-- Opening Marker --
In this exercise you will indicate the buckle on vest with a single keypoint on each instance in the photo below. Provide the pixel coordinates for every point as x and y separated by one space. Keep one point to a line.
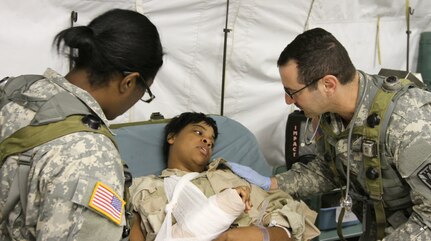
369 148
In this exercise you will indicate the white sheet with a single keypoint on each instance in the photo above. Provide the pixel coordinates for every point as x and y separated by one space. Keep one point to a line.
192 36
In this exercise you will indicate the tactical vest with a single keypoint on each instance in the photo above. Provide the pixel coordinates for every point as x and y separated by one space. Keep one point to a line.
384 187
56 116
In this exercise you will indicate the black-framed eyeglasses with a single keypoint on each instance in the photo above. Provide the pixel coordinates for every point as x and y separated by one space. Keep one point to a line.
145 99
287 92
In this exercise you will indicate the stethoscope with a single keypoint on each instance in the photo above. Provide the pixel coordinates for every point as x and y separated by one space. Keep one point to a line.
346 201
309 141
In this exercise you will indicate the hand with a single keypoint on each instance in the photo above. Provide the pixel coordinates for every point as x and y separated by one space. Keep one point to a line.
244 193
250 233
251 175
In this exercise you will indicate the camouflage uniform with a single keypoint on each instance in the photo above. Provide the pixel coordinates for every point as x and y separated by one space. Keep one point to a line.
149 200
407 148
62 176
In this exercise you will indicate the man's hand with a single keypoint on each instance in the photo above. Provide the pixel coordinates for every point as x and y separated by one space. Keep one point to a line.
244 193
251 175
251 233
-- Closing Marker --
*What you are asked to do:* Once the pictures are set aside, give the rest of the listing again exactly.

*Answer for the task:*
In this exercise you will indicate the buckle on vest with a single keypoint on each instance in the photo below. Provide the pixel coordinates for every point as x and y separated by one space. Keep one point to a line.
369 148
In this exercise you will indicate the white sheet with a single keypoint on each instance in the photo above. Provide the pixel coordinates for every point as x and y separated by one space. Keep one point to a line.
192 36
In this exercise you will indicate the tactical vest with a single keypoint on each instance in the photo above. Provide the pixel coordinates for every point as x and y separated by one space. Keep one point to a line.
384 187
56 116
In this exercise you will indicate the black-framed eyeglasses with a single keypoint on each instance in the photo above. Provide the pixel coordinates for every point as x and y separated by one space. Keep one point to a line.
145 99
287 92
In this exercise you will indicate the stethoscope with a single keypoint on each instance in the photo above. Provide the pixel coordinates for every point as x and y separated by one space. Keep one point to a line.
346 201
309 141
In this exercise you will indicate the hand with a single keypoint on each instance in the photo above. Provide the pixel coordinates for every point as x and y separated by one space. Keep one point to a line.
244 193
250 233
251 175
In this exercise you will indicate the camouflage uniform with a single keypoint on each instance in the photo above. Provide the pixel coordinates for every point as x and y separated by one space. Keep one point to a line.
149 200
407 148
62 176
In this exercise you will indicate the man's hand with a single keypoint on each instance in the photo above. Provide the pixel coordinates for every point as x and y separated by one space. Keep one point to a line.
244 193
251 175
251 233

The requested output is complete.